PASSAGE SHOWN:
05 May 2015 Mark Hollis

In a country as populated as India there are shortages of many things. One thing that seems to be an abundance of, however, is questionable healthcare policies. Now the second health minister in an administration that has been in power less than a year, plans to quietly dismantle the government's target of achieving universal health insurance, dashing hopes that this administration would be a break with the past.

You may think of me as being rather unfair upon the minister, after all he may only be trying to do his job in spite of very tight funding constraints. But, and this is a big but, it is perhaps the duty of a health Minister to put forward the case for increased expenditure, if necessary by shouting over the demands of other Ministers.

DIRECTIONS FOR THIS TASK: Please set down the part of the India healthcare passage between "In a country" and "with the past.", inclusive, word for word.

EXTRACTED DATA:
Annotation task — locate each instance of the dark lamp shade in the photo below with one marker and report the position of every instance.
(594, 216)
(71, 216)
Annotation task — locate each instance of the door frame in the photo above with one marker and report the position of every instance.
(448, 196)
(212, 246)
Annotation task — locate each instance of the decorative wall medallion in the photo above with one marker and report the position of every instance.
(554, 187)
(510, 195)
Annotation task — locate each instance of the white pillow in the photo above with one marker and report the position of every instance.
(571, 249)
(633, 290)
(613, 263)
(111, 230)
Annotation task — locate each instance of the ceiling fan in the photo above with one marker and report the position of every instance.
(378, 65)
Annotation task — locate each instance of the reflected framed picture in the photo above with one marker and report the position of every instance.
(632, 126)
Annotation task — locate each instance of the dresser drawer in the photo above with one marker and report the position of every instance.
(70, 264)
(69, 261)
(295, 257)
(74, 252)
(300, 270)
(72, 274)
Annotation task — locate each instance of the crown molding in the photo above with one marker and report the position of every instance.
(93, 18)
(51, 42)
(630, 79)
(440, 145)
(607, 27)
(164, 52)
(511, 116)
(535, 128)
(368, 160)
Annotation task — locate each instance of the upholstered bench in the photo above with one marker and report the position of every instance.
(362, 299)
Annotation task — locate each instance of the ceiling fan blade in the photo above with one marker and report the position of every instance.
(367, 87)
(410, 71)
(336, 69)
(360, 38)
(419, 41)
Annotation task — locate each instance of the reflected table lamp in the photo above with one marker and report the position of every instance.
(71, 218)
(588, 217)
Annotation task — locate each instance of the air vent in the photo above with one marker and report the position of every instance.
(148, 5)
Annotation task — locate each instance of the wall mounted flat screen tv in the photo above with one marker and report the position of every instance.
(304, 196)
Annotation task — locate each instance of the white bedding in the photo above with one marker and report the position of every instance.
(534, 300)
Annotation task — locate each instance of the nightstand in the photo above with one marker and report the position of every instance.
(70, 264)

ANSWER FOR THE TASK:
In a country as populated as India there are shortages of many things. One thing that seems to be an abundance of, however, is questionable healthcare policies. Now the second health minister in an administration that has been in power less than a year, plans to quietly dismantle the government's target of achieving universal health insurance, dashing hopes that this administration would be a break with the past.